Required work — Render as a numbered list only the stretch of lines below from the line containing "the mountain range" through the final line, leaving out blank lines.

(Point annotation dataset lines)
══════════════════════════════

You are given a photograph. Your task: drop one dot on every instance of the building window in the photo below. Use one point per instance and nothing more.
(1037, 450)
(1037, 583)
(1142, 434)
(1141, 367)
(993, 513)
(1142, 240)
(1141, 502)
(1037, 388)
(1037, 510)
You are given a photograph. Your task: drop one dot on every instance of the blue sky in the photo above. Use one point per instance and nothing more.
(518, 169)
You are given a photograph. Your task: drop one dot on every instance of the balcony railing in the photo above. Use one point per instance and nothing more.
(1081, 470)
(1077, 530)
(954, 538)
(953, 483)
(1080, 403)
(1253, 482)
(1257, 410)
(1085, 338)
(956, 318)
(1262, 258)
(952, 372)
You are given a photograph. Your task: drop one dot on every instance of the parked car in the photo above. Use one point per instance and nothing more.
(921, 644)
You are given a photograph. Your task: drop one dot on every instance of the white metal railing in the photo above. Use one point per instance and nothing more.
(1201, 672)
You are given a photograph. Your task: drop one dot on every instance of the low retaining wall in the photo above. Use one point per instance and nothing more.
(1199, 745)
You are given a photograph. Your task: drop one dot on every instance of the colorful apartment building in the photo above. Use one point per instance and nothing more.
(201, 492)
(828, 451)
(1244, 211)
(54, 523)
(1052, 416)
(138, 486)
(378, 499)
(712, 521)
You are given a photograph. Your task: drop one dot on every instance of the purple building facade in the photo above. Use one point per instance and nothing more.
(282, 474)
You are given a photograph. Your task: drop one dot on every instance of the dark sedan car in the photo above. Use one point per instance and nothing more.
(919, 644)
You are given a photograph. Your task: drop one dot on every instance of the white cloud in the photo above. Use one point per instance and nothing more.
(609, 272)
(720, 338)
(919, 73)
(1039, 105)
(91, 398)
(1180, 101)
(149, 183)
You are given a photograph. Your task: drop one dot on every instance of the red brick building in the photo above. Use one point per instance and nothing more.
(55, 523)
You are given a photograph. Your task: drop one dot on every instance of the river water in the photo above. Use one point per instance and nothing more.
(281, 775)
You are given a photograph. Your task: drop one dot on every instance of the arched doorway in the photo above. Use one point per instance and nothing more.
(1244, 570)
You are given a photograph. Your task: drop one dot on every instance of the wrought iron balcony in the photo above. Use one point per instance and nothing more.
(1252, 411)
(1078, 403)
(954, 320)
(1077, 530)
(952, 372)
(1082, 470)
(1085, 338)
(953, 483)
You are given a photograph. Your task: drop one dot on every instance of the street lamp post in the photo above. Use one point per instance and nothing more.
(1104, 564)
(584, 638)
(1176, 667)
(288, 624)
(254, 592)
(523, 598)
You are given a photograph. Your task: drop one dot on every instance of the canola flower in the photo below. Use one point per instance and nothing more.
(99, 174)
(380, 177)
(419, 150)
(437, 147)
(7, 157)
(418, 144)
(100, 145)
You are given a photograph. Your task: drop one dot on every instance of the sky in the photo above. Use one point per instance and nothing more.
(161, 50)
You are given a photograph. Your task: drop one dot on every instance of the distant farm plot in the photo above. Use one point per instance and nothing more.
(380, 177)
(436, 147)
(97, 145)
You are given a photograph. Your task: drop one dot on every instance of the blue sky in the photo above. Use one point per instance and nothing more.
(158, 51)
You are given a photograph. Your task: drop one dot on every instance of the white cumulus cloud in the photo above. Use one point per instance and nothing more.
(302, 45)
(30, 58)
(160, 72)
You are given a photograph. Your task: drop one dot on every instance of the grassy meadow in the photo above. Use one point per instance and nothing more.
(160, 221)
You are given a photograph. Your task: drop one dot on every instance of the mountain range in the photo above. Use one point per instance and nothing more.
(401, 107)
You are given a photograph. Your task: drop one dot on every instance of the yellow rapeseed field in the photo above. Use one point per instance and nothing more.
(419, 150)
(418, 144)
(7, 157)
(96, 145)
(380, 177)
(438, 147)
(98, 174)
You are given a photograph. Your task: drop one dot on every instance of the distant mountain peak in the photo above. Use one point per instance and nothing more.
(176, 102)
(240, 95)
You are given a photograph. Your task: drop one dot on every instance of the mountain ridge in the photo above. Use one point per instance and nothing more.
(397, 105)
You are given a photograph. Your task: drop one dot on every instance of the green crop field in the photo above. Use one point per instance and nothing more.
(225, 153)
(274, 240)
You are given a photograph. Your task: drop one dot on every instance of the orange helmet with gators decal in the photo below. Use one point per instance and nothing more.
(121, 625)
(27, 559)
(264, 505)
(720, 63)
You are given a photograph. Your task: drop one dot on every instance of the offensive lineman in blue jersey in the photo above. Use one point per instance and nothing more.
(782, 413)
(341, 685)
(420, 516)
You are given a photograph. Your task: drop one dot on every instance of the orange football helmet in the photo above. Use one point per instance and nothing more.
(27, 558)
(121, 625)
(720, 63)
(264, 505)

══════════════════════════════

The result —
1. You are given a photograph. Your task: drop one dot on every instance of the mountain range in the photo above. Use one point per instance and nothing more.
2. (401, 107)
3. You are given a photograph. Your task: drop one dot on every instance of the yellow rapeseed field in the photo above. Use one point per instance and nothing more.
4. (419, 150)
5. (418, 144)
6. (7, 157)
7. (96, 145)
8. (380, 177)
9. (438, 147)
10. (98, 174)
11. You are given a photograph. Your task: drop one dot on every instance of the distant mountain peak in the photo above. Use one point per instance and nothing more.
12. (176, 102)
13. (240, 95)
14. You are given a photograph. Your task: drop one dot on every instance of the mountain ridge in the photo above. Use one point per instance and nothing more.
15. (397, 105)
16. You are given a photograph. Your task: drop one dot on every instance of the green crop field in the photo above. Use one point per instance and nothing more.
17. (225, 153)
18. (274, 240)
19. You are given a photograph. Your task: drop one dot on every instance of the orange helmet with gators decal in the photo below. Use one point per instance and nothing more.
20. (121, 625)
21. (27, 559)
22. (264, 505)
23. (720, 63)
24. You are given a photograph. Your task: drop one dot on every instance of the offensive lineman in blue jersey in the photo above. Use one point per instance and nothing more.
25. (782, 413)
26. (341, 685)
27. (420, 516)
28. You are given a photograph. Your task: drop one dot on every instance of the orange football helmet in the photo above. Use one point per instance and nothing more.
29. (27, 558)
30. (121, 625)
31. (720, 63)
32. (264, 505)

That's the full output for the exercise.